▶ Recorded information:
◆ ◆ ◆
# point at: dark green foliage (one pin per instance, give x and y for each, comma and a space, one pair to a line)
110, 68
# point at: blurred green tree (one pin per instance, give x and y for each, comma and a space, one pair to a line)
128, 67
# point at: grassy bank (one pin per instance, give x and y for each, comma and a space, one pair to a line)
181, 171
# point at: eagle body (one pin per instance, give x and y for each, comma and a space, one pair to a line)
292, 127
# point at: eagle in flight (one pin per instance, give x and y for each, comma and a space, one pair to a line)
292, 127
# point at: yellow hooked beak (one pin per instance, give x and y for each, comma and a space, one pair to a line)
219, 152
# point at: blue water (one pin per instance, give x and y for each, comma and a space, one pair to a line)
◆ ◆ ◆
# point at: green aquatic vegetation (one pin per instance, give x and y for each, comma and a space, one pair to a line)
◆ ◆ ◆
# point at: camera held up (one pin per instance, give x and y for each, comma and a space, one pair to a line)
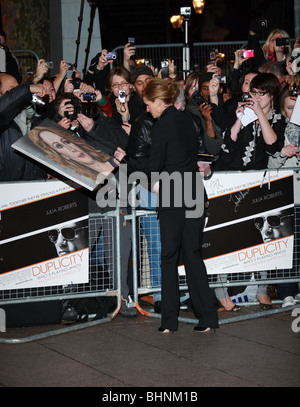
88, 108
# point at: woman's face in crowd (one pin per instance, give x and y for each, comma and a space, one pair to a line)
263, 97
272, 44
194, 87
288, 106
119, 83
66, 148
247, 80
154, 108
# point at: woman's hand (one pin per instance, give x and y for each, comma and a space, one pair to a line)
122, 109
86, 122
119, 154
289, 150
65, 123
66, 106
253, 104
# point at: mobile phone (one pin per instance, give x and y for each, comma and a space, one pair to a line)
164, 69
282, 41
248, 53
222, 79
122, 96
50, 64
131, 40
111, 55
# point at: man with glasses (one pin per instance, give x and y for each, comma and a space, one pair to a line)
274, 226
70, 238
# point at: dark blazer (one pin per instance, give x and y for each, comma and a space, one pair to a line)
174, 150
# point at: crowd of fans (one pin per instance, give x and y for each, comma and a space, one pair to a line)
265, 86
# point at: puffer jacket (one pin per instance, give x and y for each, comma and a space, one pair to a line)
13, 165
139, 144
◆ ◆ ◆
▶ Task instructions:
Rewrite the part that opens with the line containing "# point at: eagle in" and closes with the line containing "# point at: blue", changing "pin" to "marker" and leaving everything else as it is.

▶ Reply:
# point at: eagle in flight (one marker per instance, give x and y for each, comma and a space, one pair to a line)
292, 127
# point at: yellow hooked beak (one marker per instance, give x and y for each, comma and a space, one pair to a line)
219, 152
# point at: blue water (one marker per instance, give x and y for each, comma and a space, one pair to a line)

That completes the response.